==== The records

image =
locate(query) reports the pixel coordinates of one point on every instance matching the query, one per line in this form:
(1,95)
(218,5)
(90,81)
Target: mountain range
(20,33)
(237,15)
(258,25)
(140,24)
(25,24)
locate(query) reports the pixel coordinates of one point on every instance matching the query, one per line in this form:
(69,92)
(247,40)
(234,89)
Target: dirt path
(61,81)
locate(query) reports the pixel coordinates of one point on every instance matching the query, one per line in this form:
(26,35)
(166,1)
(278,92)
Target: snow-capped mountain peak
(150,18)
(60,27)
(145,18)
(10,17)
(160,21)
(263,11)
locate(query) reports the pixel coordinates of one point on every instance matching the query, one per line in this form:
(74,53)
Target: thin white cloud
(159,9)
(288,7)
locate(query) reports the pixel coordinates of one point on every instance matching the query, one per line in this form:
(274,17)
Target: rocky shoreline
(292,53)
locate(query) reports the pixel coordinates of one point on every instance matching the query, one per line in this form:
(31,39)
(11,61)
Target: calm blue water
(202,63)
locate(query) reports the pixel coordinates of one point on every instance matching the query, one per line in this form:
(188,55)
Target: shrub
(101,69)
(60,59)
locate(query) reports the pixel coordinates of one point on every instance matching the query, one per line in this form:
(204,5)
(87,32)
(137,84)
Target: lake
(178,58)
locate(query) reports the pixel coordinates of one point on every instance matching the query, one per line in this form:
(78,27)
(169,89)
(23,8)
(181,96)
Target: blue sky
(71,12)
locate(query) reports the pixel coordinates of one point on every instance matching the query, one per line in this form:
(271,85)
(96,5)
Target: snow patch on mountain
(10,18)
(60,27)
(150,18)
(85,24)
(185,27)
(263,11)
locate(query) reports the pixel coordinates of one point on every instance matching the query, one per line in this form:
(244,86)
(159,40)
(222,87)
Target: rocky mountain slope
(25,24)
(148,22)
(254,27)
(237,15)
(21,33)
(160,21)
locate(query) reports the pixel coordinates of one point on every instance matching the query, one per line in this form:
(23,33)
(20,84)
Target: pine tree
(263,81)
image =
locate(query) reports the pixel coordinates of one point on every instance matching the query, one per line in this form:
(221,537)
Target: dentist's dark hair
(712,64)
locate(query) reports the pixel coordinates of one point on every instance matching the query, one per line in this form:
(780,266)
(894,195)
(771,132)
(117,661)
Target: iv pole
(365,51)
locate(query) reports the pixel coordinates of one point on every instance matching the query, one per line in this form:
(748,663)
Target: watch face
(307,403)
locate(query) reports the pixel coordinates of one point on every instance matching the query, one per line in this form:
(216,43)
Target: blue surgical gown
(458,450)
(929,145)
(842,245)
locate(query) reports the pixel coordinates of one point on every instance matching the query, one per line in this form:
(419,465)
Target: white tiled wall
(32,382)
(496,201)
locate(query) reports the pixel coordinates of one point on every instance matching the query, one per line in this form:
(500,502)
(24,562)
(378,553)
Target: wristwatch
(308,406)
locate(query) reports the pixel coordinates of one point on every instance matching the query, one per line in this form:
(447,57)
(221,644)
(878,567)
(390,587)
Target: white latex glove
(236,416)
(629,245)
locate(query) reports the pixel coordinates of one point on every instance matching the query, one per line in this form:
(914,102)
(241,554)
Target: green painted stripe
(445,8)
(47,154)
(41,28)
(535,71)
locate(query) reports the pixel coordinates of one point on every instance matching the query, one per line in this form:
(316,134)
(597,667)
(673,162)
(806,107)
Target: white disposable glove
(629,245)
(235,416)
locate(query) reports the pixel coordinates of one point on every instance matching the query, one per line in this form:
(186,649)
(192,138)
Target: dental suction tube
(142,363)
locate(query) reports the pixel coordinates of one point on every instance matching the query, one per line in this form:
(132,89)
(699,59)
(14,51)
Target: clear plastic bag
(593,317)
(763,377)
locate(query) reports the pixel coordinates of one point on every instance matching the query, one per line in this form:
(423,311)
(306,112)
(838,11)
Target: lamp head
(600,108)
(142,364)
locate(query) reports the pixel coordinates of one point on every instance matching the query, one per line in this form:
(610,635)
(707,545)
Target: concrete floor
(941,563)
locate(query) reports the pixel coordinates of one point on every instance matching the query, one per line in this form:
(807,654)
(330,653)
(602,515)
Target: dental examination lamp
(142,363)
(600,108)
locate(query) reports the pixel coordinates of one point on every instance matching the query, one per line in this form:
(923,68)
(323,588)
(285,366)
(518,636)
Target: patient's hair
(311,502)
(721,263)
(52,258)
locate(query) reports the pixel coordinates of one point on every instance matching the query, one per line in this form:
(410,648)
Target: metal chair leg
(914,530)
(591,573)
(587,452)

========

### [Description of the task]
Pick out every line in the data above that contains the word "glove" and copy each of those lines.

### [Written response]
Target: white latex glove
Target: white disposable glove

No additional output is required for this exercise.